> Selected passage
Conservatives note that Florida's proposed legislation would extend wrongful death protections to embryos and fetuses, arguing this is a matter of basic justice. They contend that hospitals acting in emergency situations are making life-saving decisions, not overriding patient autonomy.
What the Left Is Saying
Reproductive rights advocates and bioethicists say Doyley's case illustrates a fundamental inconsistency in how states treat pregnant patients compared to other medical patients. "There aren't any other instances where you would invade the body of one person in order to save the life of another," said Lois Shepherd, a bioethics expert at the University of Virginia School of Law.
Progressives argue that Florida's approach conflicts with the state's broader medical freedom position on issues like vaccine and fluoride preferences. Lawyers who represent women in fetal personhood cases say they have identified a higher number of forced C-sections in Florida than in other states. These advocates argue that pregnant patients should have the same rights as other competent adults to accept or refuse medical treatment.

> Records
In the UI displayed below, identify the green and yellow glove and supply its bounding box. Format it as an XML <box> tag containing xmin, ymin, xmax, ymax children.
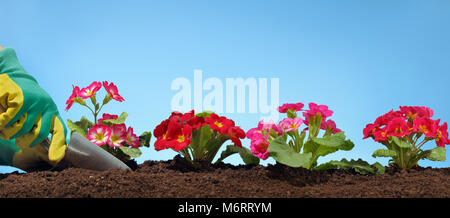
<box><xmin>0</xmin><ymin>47</ymin><xmax>67</xmax><ymax>170</ymax></box>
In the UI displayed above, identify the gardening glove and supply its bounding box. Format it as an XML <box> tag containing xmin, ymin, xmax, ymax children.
<box><xmin>0</xmin><ymin>47</ymin><xmax>67</xmax><ymax>169</ymax></box>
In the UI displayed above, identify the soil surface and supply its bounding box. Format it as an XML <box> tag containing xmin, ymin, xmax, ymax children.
<box><xmin>0</xmin><ymin>156</ymin><xmax>450</xmax><ymax>198</ymax></box>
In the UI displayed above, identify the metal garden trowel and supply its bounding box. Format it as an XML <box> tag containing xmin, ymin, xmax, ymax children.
<box><xmin>42</xmin><ymin>132</ymin><xmax>130</xmax><ymax>171</ymax></box>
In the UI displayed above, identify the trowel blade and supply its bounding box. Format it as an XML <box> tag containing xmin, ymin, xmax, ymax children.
<box><xmin>63</xmin><ymin>133</ymin><xmax>130</xmax><ymax>171</ymax></box>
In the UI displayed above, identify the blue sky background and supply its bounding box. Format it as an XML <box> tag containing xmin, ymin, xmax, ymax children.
<box><xmin>0</xmin><ymin>0</ymin><xmax>450</xmax><ymax>173</ymax></box>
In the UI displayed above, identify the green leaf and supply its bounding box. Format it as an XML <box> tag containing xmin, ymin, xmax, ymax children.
<box><xmin>312</xmin><ymin>132</ymin><xmax>345</xmax><ymax>148</ymax></box>
<box><xmin>119</xmin><ymin>146</ymin><xmax>142</xmax><ymax>158</ymax></box>
<box><xmin>389</xmin><ymin>136</ymin><xmax>411</xmax><ymax>149</ymax></box>
<box><xmin>268</xmin><ymin>136</ymin><xmax>312</xmax><ymax>167</ymax></box>
<box><xmin>372</xmin><ymin>149</ymin><xmax>397</xmax><ymax>157</ymax></box>
<box><xmin>102</xmin><ymin>112</ymin><xmax>128</xmax><ymax>125</ymax></box>
<box><xmin>139</xmin><ymin>132</ymin><xmax>152</xmax><ymax>148</ymax></box>
<box><xmin>425</xmin><ymin>146</ymin><xmax>446</xmax><ymax>161</ymax></box>
<box><xmin>67</xmin><ymin>119</ymin><xmax>87</xmax><ymax>137</ymax></box>
<box><xmin>215</xmin><ymin>145</ymin><xmax>259</xmax><ymax>165</ymax></box>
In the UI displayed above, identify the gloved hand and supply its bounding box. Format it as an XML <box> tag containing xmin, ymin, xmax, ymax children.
<box><xmin>0</xmin><ymin>47</ymin><xmax>67</xmax><ymax>170</ymax></box>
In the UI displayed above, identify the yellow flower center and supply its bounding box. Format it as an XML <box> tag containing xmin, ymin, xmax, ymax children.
<box><xmin>95</xmin><ymin>133</ymin><xmax>105</xmax><ymax>141</ymax></box>
<box><xmin>177</xmin><ymin>135</ymin><xmax>185</xmax><ymax>142</ymax></box>
<box><xmin>419</xmin><ymin>125</ymin><xmax>430</xmax><ymax>134</ymax></box>
<box><xmin>214</xmin><ymin>121</ymin><xmax>223</xmax><ymax>128</ymax></box>
<box><xmin>395</xmin><ymin>127</ymin><xmax>403</xmax><ymax>134</ymax></box>
<box><xmin>111</xmin><ymin>135</ymin><xmax>120</xmax><ymax>143</ymax></box>
<box><xmin>436</xmin><ymin>130</ymin><xmax>442</xmax><ymax>142</ymax></box>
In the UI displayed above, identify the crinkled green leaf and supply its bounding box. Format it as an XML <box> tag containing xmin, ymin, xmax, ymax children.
<box><xmin>119</xmin><ymin>146</ymin><xmax>142</xmax><ymax>158</ymax></box>
<box><xmin>372</xmin><ymin>149</ymin><xmax>397</xmax><ymax>157</ymax></box>
<box><xmin>389</xmin><ymin>136</ymin><xmax>411</xmax><ymax>149</ymax></box>
<box><xmin>312</xmin><ymin>132</ymin><xmax>345</xmax><ymax>148</ymax></box>
<box><xmin>139</xmin><ymin>132</ymin><xmax>152</xmax><ymax>148</ymax></box>
<box><xmin>216</xmin><ymin>145</ymin><xmax>259</xmax><ymax>165</ymax></box>
<box><xmin>102</xmin><ymin>112</ymin><xmax>128</xmax><ymax>125</ymax></box>
<box><xmin>268</xmin><ymin>136</ymin><xmax>312</xmax><ymax>167</ymax></box>
<box><xmin>425</xmin><ymin>146</ymin><xmax>446</xmax><ymax>161</ymax></box>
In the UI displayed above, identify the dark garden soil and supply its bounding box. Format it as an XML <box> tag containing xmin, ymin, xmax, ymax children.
<box><xmin>0</xmin><ymin>156</ymin><xmax>450</xmax><ymax>198</ymax></box>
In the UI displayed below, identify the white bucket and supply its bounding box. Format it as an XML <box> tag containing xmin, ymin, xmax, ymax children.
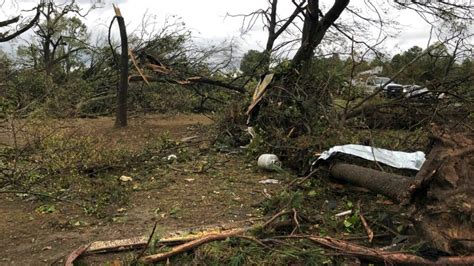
<box><xmin>257</xmin><ymin>154</ymin><xmax>281</xmax><ymax>170</ymax></box>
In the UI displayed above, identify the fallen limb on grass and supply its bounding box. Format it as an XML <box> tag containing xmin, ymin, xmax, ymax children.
<box><xmin>330</xmin><ymin>127</ymin><xmax>474</xmax><ymax>255</ymax></box>
<box><xmin>140</xmin><ymin>228</ymin><xmax>248</xmax><ymax>263</ymax></box>
<box><xmin>307</xmin><ymin>236</ymin><xmax>474</xmax><ymax>265</ymax></box>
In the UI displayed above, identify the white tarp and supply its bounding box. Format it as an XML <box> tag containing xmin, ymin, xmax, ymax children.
<box><xmin>313</xmin><ymin>144</ymin><xmax>425</xmax><ymax>170</ymax></box>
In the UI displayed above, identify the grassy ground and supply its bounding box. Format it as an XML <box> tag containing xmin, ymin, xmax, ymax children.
<box><xmin>0</xmin><ymin>115</ymin><xmax>428</xmax><ymax>265</ymax></box>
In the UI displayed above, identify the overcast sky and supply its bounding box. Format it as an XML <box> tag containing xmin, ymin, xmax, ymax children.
<box><xmin>0</xmin><ymin>0</ymin><xmax>444</xmax><ymax>57</ymax></box>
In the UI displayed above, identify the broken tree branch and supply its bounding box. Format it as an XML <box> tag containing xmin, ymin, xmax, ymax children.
<box><xmin>140</xmin><ymin>228</ymin><xmax>247</xmax><ymax>263</ymax></box>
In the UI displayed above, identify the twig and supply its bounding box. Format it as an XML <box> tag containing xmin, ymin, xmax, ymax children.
<box><xmin>135</xmin><ymin>222</ymin><xmax>158</xmax><ymax>260</ymax></box>
<box><xmin>290</xmin><ymin>208</ymin><xmax>300</xmax><ymax>235</ymax></box>
<box><xmin>359</xmin><ymin>213</ymin><xmax>374</xmax><ymax>243</ymax></box>
<box><xmin>140</xmin><ymin>228</ymin><xmax>248</xmax><ymax>263</ymax></box>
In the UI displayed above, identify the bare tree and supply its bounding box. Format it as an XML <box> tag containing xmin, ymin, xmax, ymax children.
<box><xmin>0</xmin><ymin>3</ymin><xmax>43</xmax><ymax>42</ymax></box>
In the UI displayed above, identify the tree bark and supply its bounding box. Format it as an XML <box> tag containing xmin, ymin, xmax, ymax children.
<box><xmin>0</xmin><ymin>4</ymin><xmax>43</xmax><ymax>42</ymax></box>
<box><xmin>292</xmin><ymin>0</ymin><xmax>350</xmax><ymax>70</ymax></box>
<box><xmin>331</xmin><ymin>163</ymin><xmax>414</xmax><ymax>202</ymax></box>
<box><xmin>114</xmin><ymin>6</ymin><xmax>128</xmax><ymax>127</ymax></box>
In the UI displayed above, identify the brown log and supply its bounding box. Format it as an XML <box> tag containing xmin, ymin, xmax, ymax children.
<box><xmin>330</xmin><ymin>163</ymin><xmax>413</xmax><ymax>202</ymax></box>
<box><xmin>308</xmin><ymin>236</ymin><xmax>474</xmax><ymax>265</ymax></box>
<box><xmin>140</xmin><ymin>228</ymin><xmax>248</xmax><ymax>263</ymax></box>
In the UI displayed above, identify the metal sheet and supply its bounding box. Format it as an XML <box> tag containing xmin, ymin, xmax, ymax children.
<box><xmin>313</xmin><ymin>144</ymin><xmax>426</xmax><ymax>170</ymax></box>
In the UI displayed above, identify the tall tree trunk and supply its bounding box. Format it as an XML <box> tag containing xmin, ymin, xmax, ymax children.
<box><xmin>292</xmin><ymin>0</ymin><xmax>350</xmax><ymax>70</ymax></box>
<box><xmin>114</xmin><ymin>6</ymin><xmax>128</xmax><ymax>127</ymax></box>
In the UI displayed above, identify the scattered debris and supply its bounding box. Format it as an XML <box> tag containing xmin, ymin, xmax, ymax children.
<box><xmin>258</xmin><ymin>179</ymin><xmax>280</xmax><ymax>184</ymax></box>
<box><xmin>180</xmin><ymin>135</ymin><xmax>199</xmax><ymax>143</ymax></box>
<box><xmin>334</xmin><ymin>210</ymin><xmax>352</xmax><ymax>217</ymax></box>
<box><xmin>119</xmin><ymin>175</ymin><xmax>133</xmax><ymax>182</ymax></box>
<box><xmin>330</xmin><ymin>128</ymin><xmax>474</xmax><ymax>255</ymax></box>
<box><xmin>163</xmin><ymin>154</ymin><xmax>178</xmax><ymax>161</ymax></box>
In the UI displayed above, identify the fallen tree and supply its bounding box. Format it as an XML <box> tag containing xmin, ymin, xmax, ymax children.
<box><xmin>330</xmin><ymin>128</ymin><xmax>474</xmax><ymax>254</ymax></box>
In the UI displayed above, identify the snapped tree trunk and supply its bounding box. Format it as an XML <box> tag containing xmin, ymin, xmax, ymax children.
<box><xmin>114</xmin><ymin>6</ymin><xmax>128</xmax><ymax>127</ymax></box>
<box><xmin>292</xmin><ymin>0</ymin><xmax>350</xmax><ymax>70</ymax></box>
<box><xmin>330</xmin><ymin>128</ymin><xmax>474</xmax><ymax>255</ymax></box>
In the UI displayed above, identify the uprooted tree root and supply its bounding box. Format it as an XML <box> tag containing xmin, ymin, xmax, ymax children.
<box><xmin>66</xmin><ymin>210</ymin><xmax>474</xmax><ymax>265</ymax></box>
<box><xmin>331</xmin><ymin>128</ymin><xmax>474</xmax><ymax>254</ymax></box>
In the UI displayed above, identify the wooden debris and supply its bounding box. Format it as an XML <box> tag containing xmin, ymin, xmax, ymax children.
<box><xmin>140</xmin><ymin>228</ymin><xmax>248</xmax><ymax>263</ymax></box>
<box><xmin>308</xmin><ymin>236</ymin><xmax>474</xmax><ymax>265</ymax></box>
<box><xmin>359</xmin><ymin>213</ymin><xmax>374</xmax><ymax>243</ymax></box>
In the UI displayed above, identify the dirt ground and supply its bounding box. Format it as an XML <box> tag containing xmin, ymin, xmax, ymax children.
<box><xmin>0</xmin><ymin>114</ymin><xmax>285</xmax><ymax>265</ymax></box>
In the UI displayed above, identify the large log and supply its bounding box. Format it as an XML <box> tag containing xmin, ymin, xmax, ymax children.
<box><xmin>330</xmin><ymin>163</ymin><xmax>413</xmax><ymax>202</ymax></box>
<box><xmin>330</xmin><ymin>128</ymin><xmax>474</xmax><ymax>254</ymax></box>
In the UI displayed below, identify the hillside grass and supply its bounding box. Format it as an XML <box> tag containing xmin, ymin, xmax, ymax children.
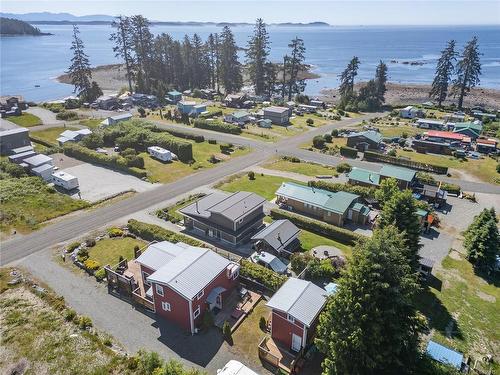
<box><xmin>417</xmin><ymin>251</ymin><xmax>500</xmax><ymax>373</ymax></box>
<box><xmin>0</xmin><ymin>177</ymin><xmax>89</xmax><ymax>233</ymax></box>
<box><xmin>7</xmin><ymin>112</ymin><xmax>42</xmax><ymax>128</ymax></box>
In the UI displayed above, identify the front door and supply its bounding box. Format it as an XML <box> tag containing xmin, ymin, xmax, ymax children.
<box><xmin>292</xmin><ymin>333</ymin><xmax>302</xmax><ymax>352</ymax></box>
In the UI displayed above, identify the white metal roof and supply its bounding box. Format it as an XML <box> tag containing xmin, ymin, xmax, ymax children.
<box><xmin>266</xmin><ymin>277</ymin><xmax>326</xmax><ymax>327</ymax></box>
<box><xmin>148</xmin><ymin>246</ymin><xmax>233</xmax><ymax>299</ymax></box>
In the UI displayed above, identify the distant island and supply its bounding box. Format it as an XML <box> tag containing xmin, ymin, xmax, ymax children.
<box><xmin>0</xmin><ymin>12</ymin><xmax>331</xmax><ymax>27</ymax></box>
<box><xmin>0</xmin><ymin>17</ymin><xmax>52</xmax><ymax>36</ymax></box>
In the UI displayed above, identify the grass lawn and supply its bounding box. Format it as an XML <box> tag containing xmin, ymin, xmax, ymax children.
<box><xmin>0</xmin><ymin>177</ymin><xmax>89</xmax><ymax>233</ymax></box>
<box><xmin>31</xmin><ymin>126</ymin><xmax>77</xmax><ymax>145</ymax></box>
<box><xmin>299</xmin><ymin>229</ymin><xmax>352</xmax><ymax>258</ymax></box>
<box><xmin>7</xmin><ymin>112</ymin><xmax>42</xmax><ymax>128</ymax></box>
<box><xmin>397</xmin><ymin>149</ymin><xmax>500</xmax><ymax>183</ymax></box>
<box><xmin>80</xmin><ymin>118</ymin><xmax>103</xmax><ymax>129</ymax></box>
<box><xmin>263</xmin><ymin>159</ymin><xmax>337</xmax><ymax>177</ymax></box>
<box><xmin>228</xmin><ymin>300</ymin><xmax>270</xmax><ymax>367</ymax></box>
<box><xmin>216</xmin><ymin>173</ymin><xmax>301</xmax><ymax>200</ymax></box>
<box><xmin>0</xmin><ymin>269</ymin><xmax>125</xmax><ymax>375</ymax></box>
<box><xmin>418</xmin><ymin>251</ymin><xmax>500</xmax><ymax>373</ymax></box>
<box><xmin>140</xmin><ymin>140</ymin><xmax>250</xmax><ymax>183</ymax></box>
<box><xmin>89</xmin><ymin>237</ymin><xmax>147</xmax><ymax>266</ymax></box>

> Exercises
1: Copy the text on Florida's treatment of pregnant patients from "Conservatives note that" up to and including "overriding patient autonomy.".
2: Answer these questions from the text on Florida's treatment of pregnant patients:
(a) To whom would Florida's proposed legislation extend wrongful death protections?
(b) What position and institution are given for Lois Shepherd?
(c) What do lawyers who represent women in fetal personhood cases say they have identified?

> Responses
1:
Conservatives note that Florida's proposed legislation would extend wrongful death protections to embryos and fetuses, arguing this is a matter of basic justice. They contend that hospitals acting in emergency situations are making life-saving decisions, not overriding patient autonomy.

2:
(a) Embryos and fetuses.
(b) She is a bioethics expert at the University of Virginia School of Law.
(c) A higher number of forced C-sections in Florida than in other states.